> _Work required_
Write out the stretch of lines below that begins at the line with "Note: for this drill we locate the white cloud" and ends at the line with "Note: for this drill we locate the shelter tiled", including both, exactly as given and nothing more.
Start of Extracted information
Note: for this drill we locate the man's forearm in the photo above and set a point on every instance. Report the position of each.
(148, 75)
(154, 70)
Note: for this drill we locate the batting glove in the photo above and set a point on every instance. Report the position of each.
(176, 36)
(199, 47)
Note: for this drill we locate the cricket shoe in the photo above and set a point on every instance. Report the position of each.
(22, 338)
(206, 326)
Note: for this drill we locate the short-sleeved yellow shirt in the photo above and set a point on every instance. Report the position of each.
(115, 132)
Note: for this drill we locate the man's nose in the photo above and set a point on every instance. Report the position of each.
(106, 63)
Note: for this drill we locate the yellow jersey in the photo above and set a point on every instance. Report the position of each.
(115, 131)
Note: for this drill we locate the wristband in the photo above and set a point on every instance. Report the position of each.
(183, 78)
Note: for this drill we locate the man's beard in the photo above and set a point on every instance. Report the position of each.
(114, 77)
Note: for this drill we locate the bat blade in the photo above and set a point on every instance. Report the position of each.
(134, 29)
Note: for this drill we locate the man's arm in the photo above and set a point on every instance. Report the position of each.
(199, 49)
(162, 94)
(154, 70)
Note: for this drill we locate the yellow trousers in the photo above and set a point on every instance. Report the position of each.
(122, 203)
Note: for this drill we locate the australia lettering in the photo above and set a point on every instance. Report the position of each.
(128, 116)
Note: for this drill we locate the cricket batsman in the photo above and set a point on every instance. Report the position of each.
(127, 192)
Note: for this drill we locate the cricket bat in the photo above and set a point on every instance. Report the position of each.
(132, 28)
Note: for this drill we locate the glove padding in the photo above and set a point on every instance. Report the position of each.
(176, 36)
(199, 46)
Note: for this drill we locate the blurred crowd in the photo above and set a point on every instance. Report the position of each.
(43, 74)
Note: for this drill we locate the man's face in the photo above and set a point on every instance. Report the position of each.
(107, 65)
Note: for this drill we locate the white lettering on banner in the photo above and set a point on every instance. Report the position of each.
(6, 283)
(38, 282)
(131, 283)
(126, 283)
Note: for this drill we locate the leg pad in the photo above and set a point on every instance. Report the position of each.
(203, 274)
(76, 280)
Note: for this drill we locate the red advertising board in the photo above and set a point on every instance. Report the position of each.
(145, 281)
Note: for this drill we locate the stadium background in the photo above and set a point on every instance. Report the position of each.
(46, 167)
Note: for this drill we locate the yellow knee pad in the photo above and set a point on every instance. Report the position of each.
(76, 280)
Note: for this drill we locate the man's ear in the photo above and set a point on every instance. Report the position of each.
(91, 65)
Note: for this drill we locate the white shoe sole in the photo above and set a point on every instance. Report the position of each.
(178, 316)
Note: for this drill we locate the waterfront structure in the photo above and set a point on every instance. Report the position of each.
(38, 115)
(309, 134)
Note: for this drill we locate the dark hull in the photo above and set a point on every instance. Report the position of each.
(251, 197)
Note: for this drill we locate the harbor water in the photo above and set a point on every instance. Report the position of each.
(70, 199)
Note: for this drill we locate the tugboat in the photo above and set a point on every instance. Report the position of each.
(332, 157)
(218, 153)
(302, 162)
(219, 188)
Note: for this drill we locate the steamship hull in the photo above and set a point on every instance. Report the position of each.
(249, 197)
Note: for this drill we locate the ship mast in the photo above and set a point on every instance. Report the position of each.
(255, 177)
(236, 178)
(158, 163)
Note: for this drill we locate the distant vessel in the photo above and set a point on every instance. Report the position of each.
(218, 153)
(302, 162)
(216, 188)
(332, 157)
End of Extracted information
Start of Extracted information
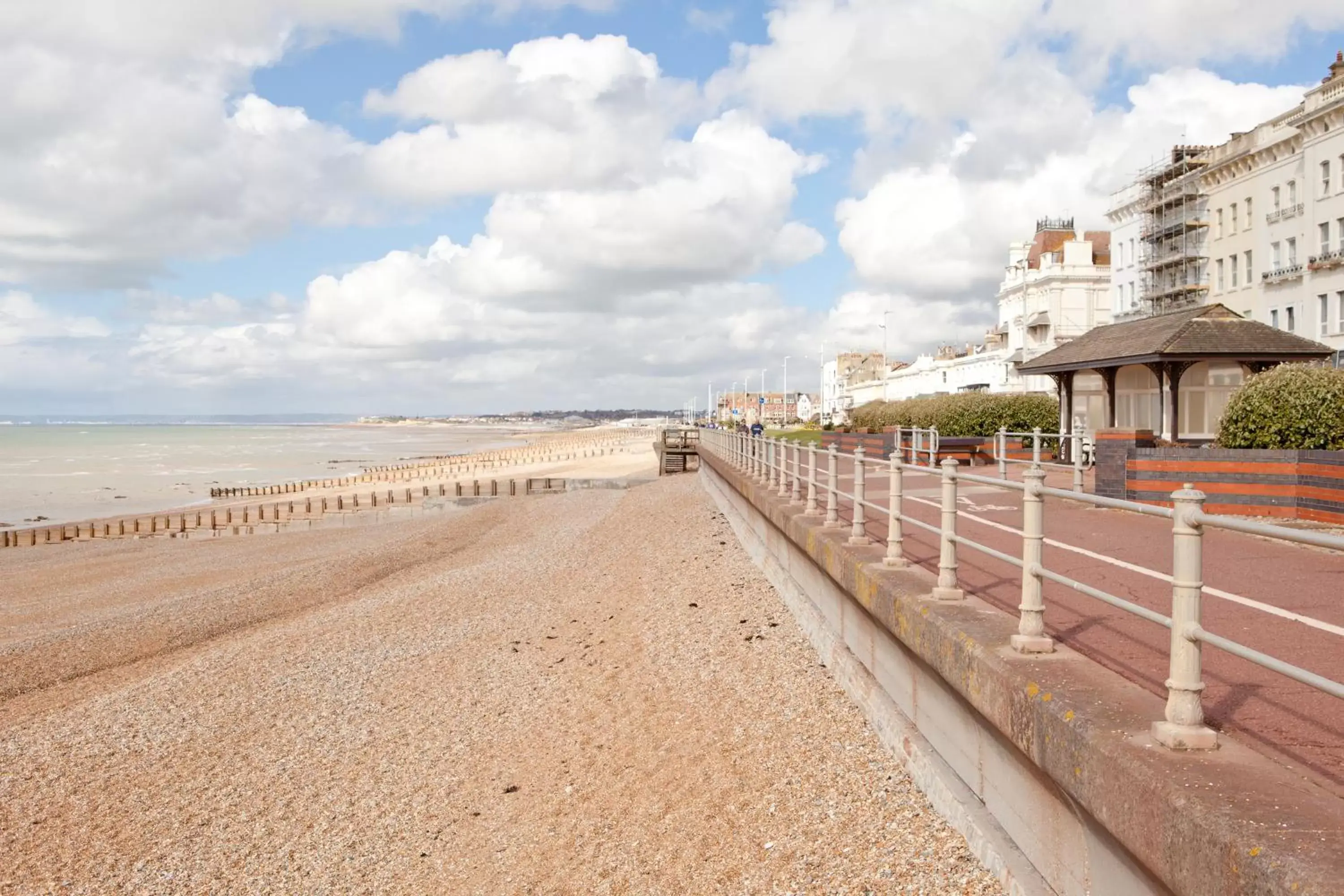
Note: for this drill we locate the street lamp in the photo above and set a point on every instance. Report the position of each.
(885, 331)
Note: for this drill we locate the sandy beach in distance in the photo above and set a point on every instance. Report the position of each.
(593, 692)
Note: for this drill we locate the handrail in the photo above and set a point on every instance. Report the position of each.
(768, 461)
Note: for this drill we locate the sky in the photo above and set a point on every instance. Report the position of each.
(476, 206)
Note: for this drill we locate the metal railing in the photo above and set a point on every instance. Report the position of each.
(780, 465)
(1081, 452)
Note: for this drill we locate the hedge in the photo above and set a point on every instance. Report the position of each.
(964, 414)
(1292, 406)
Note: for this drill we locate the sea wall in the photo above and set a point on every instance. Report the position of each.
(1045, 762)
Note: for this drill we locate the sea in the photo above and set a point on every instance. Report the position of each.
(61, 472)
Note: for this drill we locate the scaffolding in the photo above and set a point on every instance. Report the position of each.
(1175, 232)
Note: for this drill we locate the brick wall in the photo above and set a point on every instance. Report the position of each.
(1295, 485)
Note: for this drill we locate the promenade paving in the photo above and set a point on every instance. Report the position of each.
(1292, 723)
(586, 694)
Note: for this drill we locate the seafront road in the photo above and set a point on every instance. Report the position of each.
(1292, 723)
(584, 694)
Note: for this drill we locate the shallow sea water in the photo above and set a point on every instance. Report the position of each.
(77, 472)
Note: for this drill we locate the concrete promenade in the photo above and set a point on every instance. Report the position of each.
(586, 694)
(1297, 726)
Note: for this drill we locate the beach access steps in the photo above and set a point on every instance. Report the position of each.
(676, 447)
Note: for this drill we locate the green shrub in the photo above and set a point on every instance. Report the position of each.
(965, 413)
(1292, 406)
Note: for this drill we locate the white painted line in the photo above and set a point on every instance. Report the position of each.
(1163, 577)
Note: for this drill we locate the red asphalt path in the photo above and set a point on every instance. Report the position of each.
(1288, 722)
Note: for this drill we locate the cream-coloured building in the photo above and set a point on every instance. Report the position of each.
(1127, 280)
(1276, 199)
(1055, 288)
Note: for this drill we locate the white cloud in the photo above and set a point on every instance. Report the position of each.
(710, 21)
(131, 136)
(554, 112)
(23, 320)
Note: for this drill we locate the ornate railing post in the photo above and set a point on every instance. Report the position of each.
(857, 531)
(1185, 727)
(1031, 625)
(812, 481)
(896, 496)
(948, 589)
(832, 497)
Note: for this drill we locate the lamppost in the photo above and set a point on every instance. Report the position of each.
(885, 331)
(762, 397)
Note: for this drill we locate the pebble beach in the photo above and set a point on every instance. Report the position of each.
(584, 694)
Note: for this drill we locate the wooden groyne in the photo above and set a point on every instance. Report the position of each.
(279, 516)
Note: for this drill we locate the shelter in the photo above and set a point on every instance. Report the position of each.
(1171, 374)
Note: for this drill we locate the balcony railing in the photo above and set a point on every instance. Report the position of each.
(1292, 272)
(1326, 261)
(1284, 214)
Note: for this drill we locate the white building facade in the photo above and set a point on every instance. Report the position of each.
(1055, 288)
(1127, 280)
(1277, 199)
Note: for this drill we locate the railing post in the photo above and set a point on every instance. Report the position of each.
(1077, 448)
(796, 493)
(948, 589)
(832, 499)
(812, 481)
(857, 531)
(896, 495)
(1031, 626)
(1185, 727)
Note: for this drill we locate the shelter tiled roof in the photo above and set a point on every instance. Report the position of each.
End of Extracted information
> _Problem solution_
Note: for this drill we locate the white cloud in the photo above and set a point on every instance. Report the position of each.
(710, 21)
(131, 136)
(554, 112)
(23, 320)
Note: for this drill we locate the ornate railing post in the photo above and set a point on every instance. Report the position of each.
(857, 531)
(1185, 727)
(1031, 625)
(812, 481)
(896, 496)
(948, 589)
(832, 497)
Note: for this drill we locate the lamppost in the photo above and set a point on every instance. Report the position of each.
(885, 331)
(762, 397)
Note: for this drill we locate the pebble beach in the photo above and set a point on every instance. Report the position of each.
(584, 694)
Note: for this drill we locate the wooden groyne in the photo above and set a point on every instance. Report the position of each.
(279, 516)
Note: for this drill we locate the shelter in the photo above and set a point on every instance. Report the position of each.
(1171, 374)
Note: for this drill we locate the balcony railing in the photo above and set a point on every instance. Report the position of each.
(1292, 272)
(1326, 261)
(1284, 214)
Note: for this drill we locate the white building facade in the photo above and set a point on every instance. Report the position of each.
(1055, 288)
(1127, 280)
(1277, 199)
Note: for this drill we locate the railing post in the photo above and set a point on every instance. Report the position of each.
(1077, 448)
(796, 493)
(948, 589)
(832, 499)
(812, 481)
(857, 531)
(896, 495)
(1031, 626)
(1185, 727)
Note: for this drill we locate the shelter tiled roof in the photo above and set a point on every instance. Report the position of each.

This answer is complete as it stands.